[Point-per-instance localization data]
****************************************
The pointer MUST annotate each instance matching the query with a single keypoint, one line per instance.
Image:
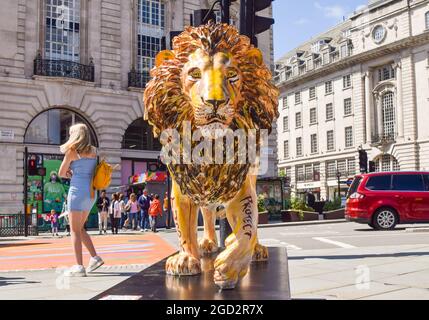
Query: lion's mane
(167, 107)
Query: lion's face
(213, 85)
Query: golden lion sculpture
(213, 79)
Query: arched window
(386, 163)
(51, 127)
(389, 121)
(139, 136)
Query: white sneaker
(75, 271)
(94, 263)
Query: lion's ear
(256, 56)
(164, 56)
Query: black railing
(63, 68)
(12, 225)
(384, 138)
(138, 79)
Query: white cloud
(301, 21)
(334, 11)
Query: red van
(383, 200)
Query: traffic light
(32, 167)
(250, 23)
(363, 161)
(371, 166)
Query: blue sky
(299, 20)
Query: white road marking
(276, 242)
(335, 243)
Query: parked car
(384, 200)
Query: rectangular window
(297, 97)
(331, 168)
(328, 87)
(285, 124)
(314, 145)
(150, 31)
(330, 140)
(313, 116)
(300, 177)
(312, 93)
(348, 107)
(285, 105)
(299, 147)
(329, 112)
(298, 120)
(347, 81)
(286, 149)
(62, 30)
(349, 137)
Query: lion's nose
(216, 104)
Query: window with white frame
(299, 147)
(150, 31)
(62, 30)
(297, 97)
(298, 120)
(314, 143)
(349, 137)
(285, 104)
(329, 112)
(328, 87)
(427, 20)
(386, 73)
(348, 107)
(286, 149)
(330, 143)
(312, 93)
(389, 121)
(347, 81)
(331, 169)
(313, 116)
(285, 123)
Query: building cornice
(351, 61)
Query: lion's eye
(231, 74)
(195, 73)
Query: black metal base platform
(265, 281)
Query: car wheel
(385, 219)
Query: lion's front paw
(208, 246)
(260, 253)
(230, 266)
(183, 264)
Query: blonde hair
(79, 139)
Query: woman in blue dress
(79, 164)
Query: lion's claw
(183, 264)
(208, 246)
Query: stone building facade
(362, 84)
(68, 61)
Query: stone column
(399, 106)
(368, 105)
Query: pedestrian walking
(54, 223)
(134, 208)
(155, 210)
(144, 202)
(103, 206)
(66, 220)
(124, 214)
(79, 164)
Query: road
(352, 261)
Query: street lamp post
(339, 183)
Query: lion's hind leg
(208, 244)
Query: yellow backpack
****************************************
Task instructions |
Every record must be set down again exactly; pictures do not belong in the copy.

Response area |
The pointer MUST annotate each instance matching the query with a single keypoint, one line per instance.
Image:
Query: lion's mane
(167, 107)
Query: lion's face
(213, 85)
Query: golden lion sculpture
(213, 79)
Query: arched window
(386, 163)
(51, 127)
(389, 121)
(139, 136)
Query: white sneaker
(75, 271)
(94, 263)
Query: lion's ear
(256, 56)
(164, 56)
Query: black railing
(63, 68)
(12, 225)
(384, 138)
(138, 79)
Query: white cloud
(301, 21)
(334, 11)
Query: red van
(383, 200)
Query: traffic light
(32, 167)
(250, 23)
(363, 161)
(371, 166)
Query: blue sky
(299, 20)
Query: white road marking
(276, 242)
(335, 243)
Query: parked car
(384, 200)
Query: rectangular window
(297, 97)
(331, 168)
(328, 87)
(285, 124)
(314, 145)
(150, 31)
(330, 140)
(313, 116)
(300, 177)
(312, 93)
(348, 107)
(285, 105)
(299, 147)
(329, 112)
(298, 120)
(347, 81)
(286, 149)
(62, 30)
(349, 137)
Query: lion's nose
(216, 104)
Query: window with white frame
(299, 147)
(150, 31)
(62, 30)
(297, 97)
(298, 120)
(314, 143)
(349, 137)
(285, 104)
(329, 112)
(328, 87)
(427, 20)
(386, 73)
(348, 107)
(286, 149)
(330, 143)
(312, 93)
(389, 121)
(347, 81)
(331, 169)
(313, 116)
(285, 123)
Query: building cornice
(351, 61)
Query: lion's eye
(231, 74)
(195, 73)
Query: black metal base platform
(265, 281)
Query: car wheel
(385, 219)
Query: lion's front paw
(208, 246)
(260, 253)
(230, 266)
(183, 264)
Query: blonde hair
(79, 139)
Query: woman in blue dress
(79, 164)
Query: lion's claw
(183, 264)
(208, 246)
Query: stone building facade
(362, 84)
(68, 61)
Query: stone column
(399, 106)
(368, 105)
Query: pedestrian walking
(54, 223)
(134, 208)
(155, 210)
(144, 202)
(103, 206)
(66, 220)
(124, 214)
(79, 164)
Query: road
(352, 261)
Query: street lamp post
(339, 183)
Query: lion's hind leg
(208, 244)
Query: yellow backpack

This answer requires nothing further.